TUGAS TERTULIS: Bisakah Anda menuliskan ulang seluruh teks tentang mudik di bawah ini, kata demi kata tanpa perubahan?

KUTIPAN TEKS:

□ □ □ □ □

Mudik Ilahi
Perantau di Indonesia itu senang mudik. Pulang kampung. Sebenarnya kita semua juga harus mudik. Mudik spiritual. Mudik selalu mengingatkan kita akan siapa kita dan apa tujuan kita merantau ke dunia ini.
Bagi perantau di Indonesia, Idul Fitri punya dua perayaan. Satu perayaan kembali ke fitrah setelah berpuasa sebulan. Dan satu lagi perayaan pulang dari merantau untuk berkumpul dengan sanak saudara yag kangen berat. Di kampung halaman yang indah. Kalau yang pertama itu khusuk, yang kedua itu heboh.
Mengapa perantau ingin mudik?
Karena ia ingin menegaskan ulang siapa dirinya. Apa jati dirinya. Siapa keluarganya. Apa budayanya. Meskipun dia sehari-hari hidup di Jakarta, dia asli Jawa, asli Padang, asli Batak.
Dan yang tidak kalah penting adalah: menemukan ulang mengapa dia merantau.
Saat selesai mudik, dia disegarkan ulang. Menjalankan ulang perantauan dengan semangat baru. Membawa identitas aslinya ke perantauan.

□ □ □ □ □

DATA SUMBER:

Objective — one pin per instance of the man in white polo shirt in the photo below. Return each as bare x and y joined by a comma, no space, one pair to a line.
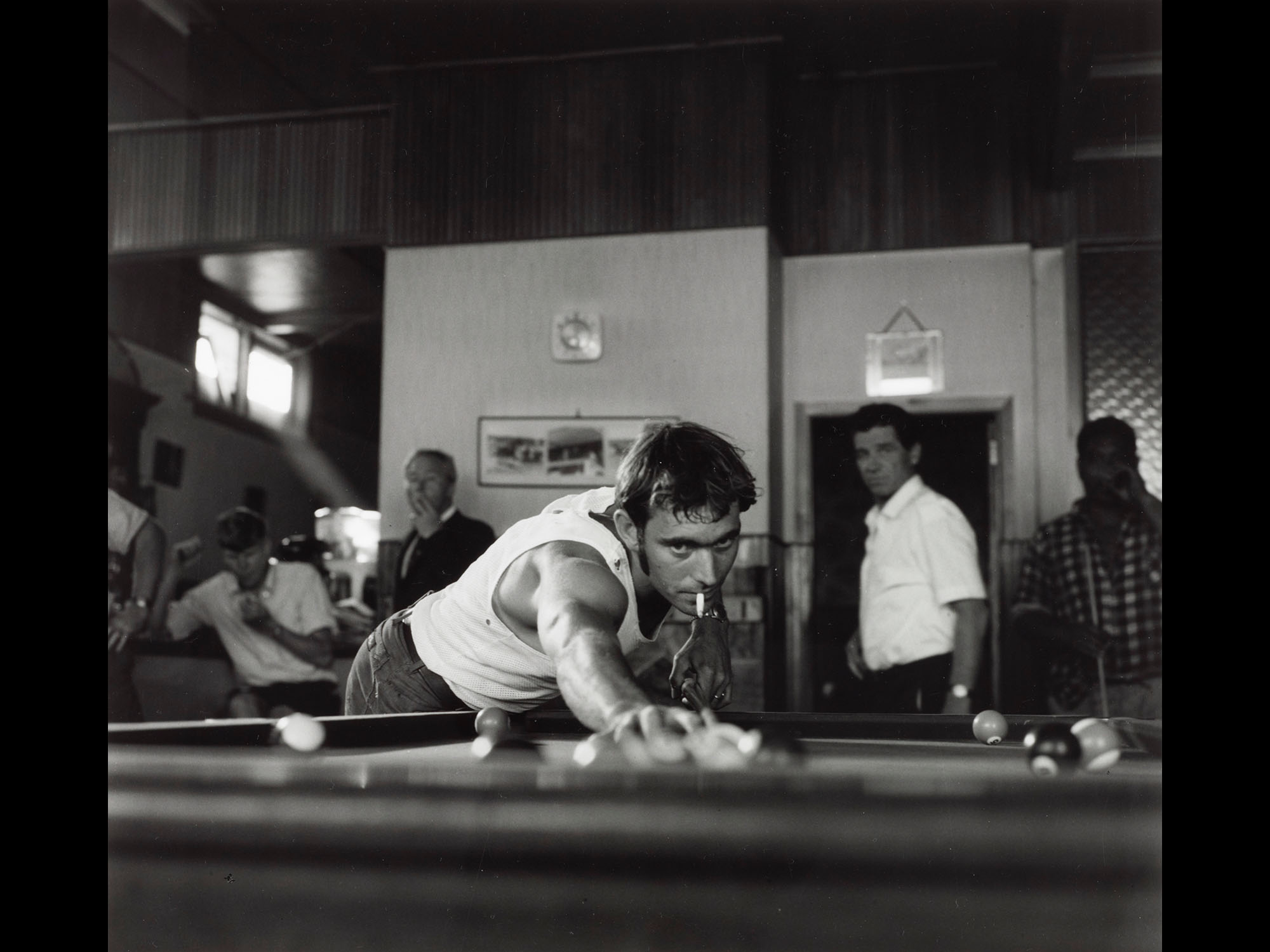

□ □ □ □ □

HASIL LATIHAN:
Mudik Ilahi
Perantau di Indonesia itu senang mudik. Pulang kampung. Sebenarnya kita semua juga harus mudik. Mudik spiritual. Mudik selalu mengingatkan kita akan siapa kita dan apa tujuan kita merantau ke dunia ini.
Bagi perantau di Indonesia, Idul Fitri punya dua perayaan. Satu perayaan kembali ke fitrah setelah berpuasa sebulan. Dan satu lagi perayaan pulang dari merantau untuk berkumpul dengan sanak saudara yag kangen berat. Di kampung halaman yang indah. Kalau yang pertama itu khusuk, yang kedua itu heboh.
Mengapa perantau ingin mudik?
Karena ia ingin menegaskan ulang siapa dirinya. Apa jati dirinya. Siapa keluarganya. Apa budayanya. Meskipun dia sehari-hari hidup di Jakarta, dia asli Jawa, asli Padang, asli Batak.
Dan yang tidak kalah penting adalah: menemukan ulang mengapa dia merantau.
Saat selesai mudik, dia disegarkan ulang. Menjalankan ulang perantauan dengan semangat baru. Membawa identitas aslinya ke perantauan.